■ **Bloc de texte**

# # # #

À ce rythme, on ne trouvera plus du tout de bars en Algérie dans quelques années. Déjà aujourd’hui, en dehors de deux ou trois grandes villes (et de la Kabylie), il ne faut même pas chercher à savoir s’il en existe encore. Les rares estaminets qui restent ouverts, souvent dans la clandestinité, ferment les uns après les autres. De nombreux gérants ont fini par céder à la double pression administrative et populaire qui s’est accentuée ces vingt dernières années.

Un cocktail de répression et de salafisme

La fermeture de ces établissements a commencé pendant la montée de l’islamisme au début des années 1990. Des bars furent incendiés dans une campagne de moralisation de la vie publique enclenchée par le Front islamique du salut (FIS), parti qui promettait d’instaurer la charia s’il accédait au pouvoir. Il y eut, ensuite, une deuxième vague, en 2005, lorsqu’un ministre islamiste du Commerce, El Hachemi Djaâboub, a décidé de corser l’octroi et le renouvellement des autorisatiuons.

Ainsi, pour une simple infraction (telle que le non-respect des horaires) ou sur une plainte de voisins protestant contre des tapages nocturnes, des décisions de fermeture, temporaire ou définitive, sont promptement délivrées, sans laisser la moindre possibilité de recours. Cela s’applique aussi aux échoppes de vins et liqueurs, et aux restaurants et hôtels servant de l’alcool.

«Les Algériens pris en flagrant délit de consommation d’alcool […] seront poursuivis devant les tribunaux.»

Décret n°62-147 du 28 décembre 1962

Officiellement, la vente et la consommation d’alcool en Algérie sont soumises à des autorisations délivrées par des commissions départementales présidées par le wali (préfet), et sont régies par des instructions strictes. En dehors des licences de bars accordées aux moudjahidines, des autorisations peuvent être délivrées à des gérants d’hôtels, de restaurants ou de débits de boissons, sous certaines conditions (nécessités touristiques, par exemple).

À l’origine, la consommation d’alcool est interdite aux Algériens «de confession musulmane», en vertu du décret n°62-147 du 28 décembre 1962. «Les Algériens pris en flagrant délit de consommation d’alcool […] seront poursuivis devant les tribunaux.» N’empêche que tout un commerce illégal s’est développé au vu et au su des autorités. Il n’y a qu’à voir le nombre de buvettes clandestines qui pullulent aux abords des villes et villages, et dont certaines continuent d’ouvrir même pendant le ramadan (période durant laquelle tous les bars baissent rideau), pour mesurer à quel point la politique répressive a eu un effet contraire à son objectif. Cette attitude des autorités contraste avec le chiffre d’affaires du vin produit par l’État, qui avoisine les 150 millions de dollars.

# # # #

■ **Données fournies**
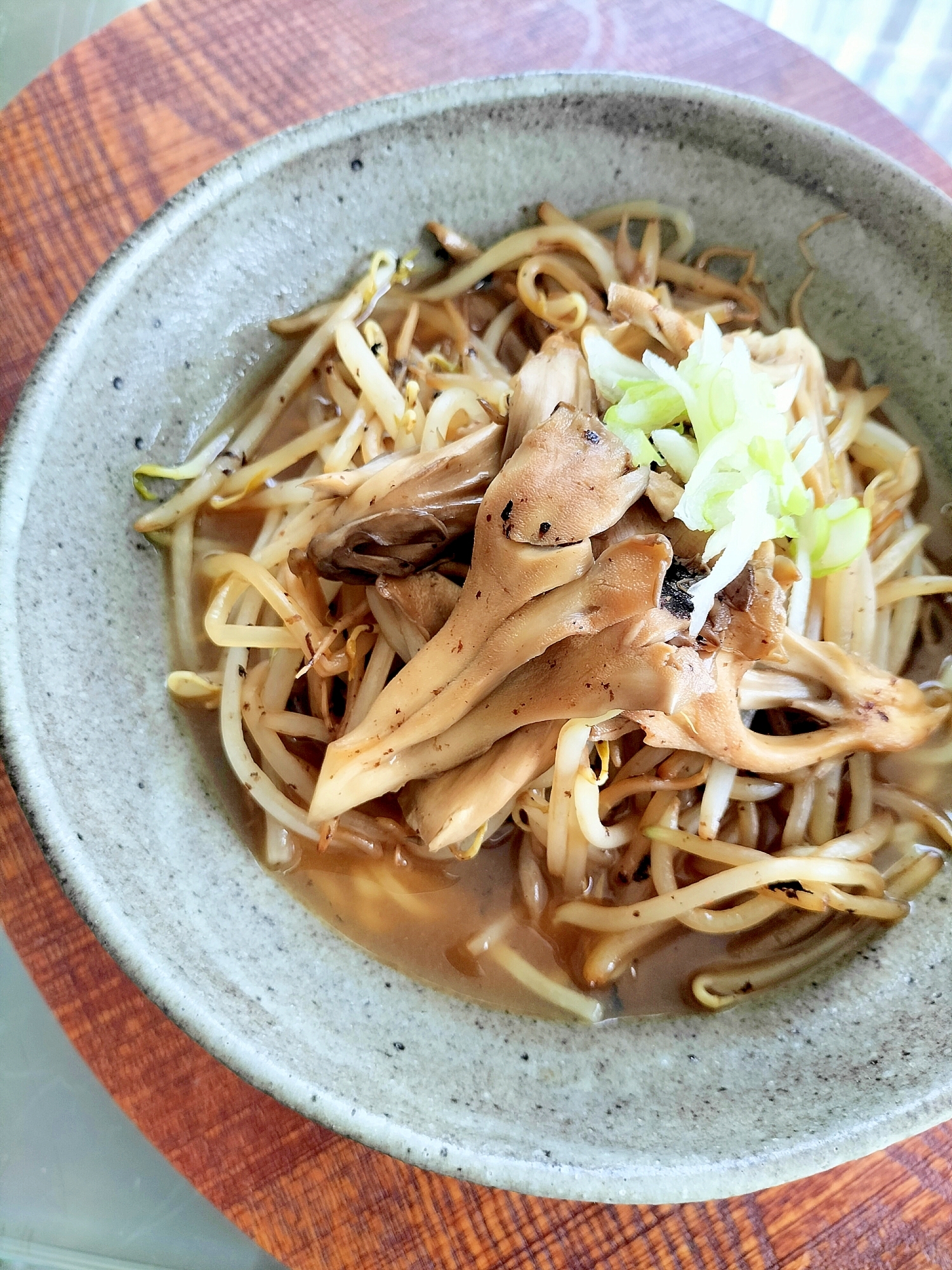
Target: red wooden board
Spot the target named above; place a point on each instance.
(87, 153)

# # # #

■ **Consigne**
Pouvez-vous poursuivre le texte sur la fermeture des bars en Algérie, en reprenant juste après sa dernière phrase ?

■ **Résultat ci-dessous**
Le gouvernement algérien a essayé de se rattraper en osant inviter, dès 2013, les gérants des bars et autres débits de boissons fermés à Alger –pour diverses raisons– à rouvrir, dans le cadre d’un plan de rénovation de la capitale. Mais le pouvoir s’est vite déjugé, lorsque le Premier ministre de l’époque, Abdelmalek Sellal (aujourd’hui en prison après avoir été condamné dans des affaires d’abus de pouvoir) a désavoué son ministre du Commerce, le laïc Amara Benyounès, qui avait diffusé une circulaire libéralisant le commerce en gros des boissons alcoolisées. Ce dernier sera ensuite jeté à la vindicte populaire et lynché par des imams salafistes.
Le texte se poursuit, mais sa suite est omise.